═══ Provided text ═══

When the driver operates the brake pedal 12a, the first device and the second device may end (cancel) the ACC once. In this configuration, when the driver depresses the ACC condition setting button 60 after the driver restarts the ACC by operating the operation switch 18 again, the first device and the second device, if the traveling state at the time point is the first specific state, may store the inter-vehicle distance Dfx(a) at the depression time point (the time point when the ACC condition change request is generated) or the inter-vehicle time evaluated by the inter-vehicle distance Dfx(a) at the time point and the vehicle speed SPD, in the RAM, and may restart the ACC in the second ACC mode.

Modification 7

Instead of or in addition to the second indicator 53, the speaker 70 may be employed as a notification device that notifies the driver of whether the traveling state of the own vehicle is the second specific state. The driving assist ECU 10 may cause the speaker 70 to speak a message indicating whether the traveling state of the own vehicle at the current time point is the second specific state. Furthermore, the driving assist ECU 10 may display, on the display device 51, a notice (a predetermined message and/or mark, for example) indicating whether the traveling state of the own vehicle at the current time point is the second specific state.

Modification 8

The third device does not need to include the second indicator 53. In this configuration, the driver changes the traveling state of the own vehicle in accordance with the driver's preference, and thereafter, generates the LTC condition change request using the LTC condition setting button 61. If the traveling state of the own vehicle at the current time point is the second specific state at this time, the third device stores, in the RAM, the reference white line and the target lateral distance Ltgt at the time point when the LTC condition change request is generated (that is, the change request acceptance time point).

Modification 9

The LTC condition setting button 61 only needs to be a switch that is operated when the setting of the target traveling condition in the LTC is requested and that generates a signal indicating the request. Furthermore, a voice recognition device that recognizes a voice (a voice input corresponding to the LTC condition change request) from the driver may be used instead of the LTC condition setting button 61. Such a device is equivalent to a switch that is operated by the voice, and can constitute the request generation device in the disclosure.

═══ Input for this task ═══

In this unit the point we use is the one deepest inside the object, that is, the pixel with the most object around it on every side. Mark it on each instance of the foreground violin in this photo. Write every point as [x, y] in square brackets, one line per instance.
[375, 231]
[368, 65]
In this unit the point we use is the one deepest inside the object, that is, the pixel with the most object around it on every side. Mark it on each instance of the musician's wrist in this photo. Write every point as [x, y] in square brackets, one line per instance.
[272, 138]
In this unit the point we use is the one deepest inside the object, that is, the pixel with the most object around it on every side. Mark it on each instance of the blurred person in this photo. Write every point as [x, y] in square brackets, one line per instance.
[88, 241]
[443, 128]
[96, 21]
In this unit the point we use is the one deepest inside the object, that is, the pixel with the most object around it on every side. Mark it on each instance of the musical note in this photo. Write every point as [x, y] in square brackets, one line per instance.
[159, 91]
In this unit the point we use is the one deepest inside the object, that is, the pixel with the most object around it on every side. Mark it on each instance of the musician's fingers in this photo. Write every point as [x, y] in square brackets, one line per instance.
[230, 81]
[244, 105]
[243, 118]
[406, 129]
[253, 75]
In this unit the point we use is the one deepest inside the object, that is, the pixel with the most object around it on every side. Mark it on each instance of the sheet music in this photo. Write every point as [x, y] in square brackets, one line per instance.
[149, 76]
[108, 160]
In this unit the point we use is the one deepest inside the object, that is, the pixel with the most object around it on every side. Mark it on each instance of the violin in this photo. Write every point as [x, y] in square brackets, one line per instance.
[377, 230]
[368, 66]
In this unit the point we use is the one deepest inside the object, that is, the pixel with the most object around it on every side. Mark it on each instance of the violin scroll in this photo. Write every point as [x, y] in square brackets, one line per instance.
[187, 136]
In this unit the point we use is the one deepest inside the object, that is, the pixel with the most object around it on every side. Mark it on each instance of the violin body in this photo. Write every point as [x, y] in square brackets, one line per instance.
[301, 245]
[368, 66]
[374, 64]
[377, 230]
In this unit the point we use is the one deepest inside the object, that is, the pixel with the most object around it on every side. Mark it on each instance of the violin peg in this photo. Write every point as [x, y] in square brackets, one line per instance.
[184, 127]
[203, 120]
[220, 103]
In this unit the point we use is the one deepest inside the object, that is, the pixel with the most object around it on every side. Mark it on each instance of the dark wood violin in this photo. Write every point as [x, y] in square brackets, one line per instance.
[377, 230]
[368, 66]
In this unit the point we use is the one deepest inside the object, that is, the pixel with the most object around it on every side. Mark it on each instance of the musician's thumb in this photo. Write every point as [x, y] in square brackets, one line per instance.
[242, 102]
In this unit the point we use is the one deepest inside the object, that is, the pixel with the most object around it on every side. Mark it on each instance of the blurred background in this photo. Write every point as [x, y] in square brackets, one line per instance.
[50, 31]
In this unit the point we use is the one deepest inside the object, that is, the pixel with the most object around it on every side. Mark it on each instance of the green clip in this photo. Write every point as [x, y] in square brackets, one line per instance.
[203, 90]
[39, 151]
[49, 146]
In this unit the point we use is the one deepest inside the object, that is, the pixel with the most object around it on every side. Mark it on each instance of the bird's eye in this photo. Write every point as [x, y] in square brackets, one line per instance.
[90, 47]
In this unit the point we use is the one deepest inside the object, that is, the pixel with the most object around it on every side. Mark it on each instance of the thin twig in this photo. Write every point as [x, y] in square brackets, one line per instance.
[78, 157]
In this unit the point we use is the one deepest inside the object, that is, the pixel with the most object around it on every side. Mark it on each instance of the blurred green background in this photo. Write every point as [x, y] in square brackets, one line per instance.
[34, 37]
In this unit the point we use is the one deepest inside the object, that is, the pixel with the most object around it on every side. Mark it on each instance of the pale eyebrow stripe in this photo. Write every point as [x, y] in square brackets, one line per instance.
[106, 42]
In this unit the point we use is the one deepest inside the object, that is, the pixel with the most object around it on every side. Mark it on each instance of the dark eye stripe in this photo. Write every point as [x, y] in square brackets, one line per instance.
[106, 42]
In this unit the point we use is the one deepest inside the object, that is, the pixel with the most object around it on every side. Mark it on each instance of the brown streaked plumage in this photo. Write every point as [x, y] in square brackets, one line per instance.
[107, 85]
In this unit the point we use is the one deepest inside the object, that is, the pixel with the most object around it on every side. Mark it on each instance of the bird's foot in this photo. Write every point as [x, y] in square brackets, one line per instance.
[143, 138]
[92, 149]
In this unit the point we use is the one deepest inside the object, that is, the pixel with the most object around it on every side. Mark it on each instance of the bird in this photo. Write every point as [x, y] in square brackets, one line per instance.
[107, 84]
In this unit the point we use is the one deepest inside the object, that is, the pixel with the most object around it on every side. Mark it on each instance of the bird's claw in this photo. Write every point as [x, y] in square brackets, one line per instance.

═══

Goals
1. Answer these questions about the provided text, one line each:
(a) In Modification 7, what may be employed instead of or in addition to the second indicator 53?
(b) In Modification 8, what does the third device store in the RAM?
(c) In Modification 9, what may be used instead of the LTC condition setting button 61?
2. Please quote the position identification rows, starting with the row that contains "the bird in" and running through the last of those rows, with both ends included.

Results by task
1.
(a) The speaker 70.
(b) The reference white line and the target lateral distance Ltgt at the time point when the LTC condition change request is generated.
(c) A voice recognition device that recognizes a voice from the driver.

2.
In this unit the point we use is the one deepest inside the object, that is, the pixel with the most object around it on every side. Mark it on each instance of the bird in this photo. Write every point as [x, y] in square brackets, one line per instance.
[107, 84]
In this unit the point we use is the one deepest inside the object, that is, the pixel with the most object around it on every side. Mark it on each instance of the bird's claw in this photo. Write every point as [x, y] in square brackets, one line per instance.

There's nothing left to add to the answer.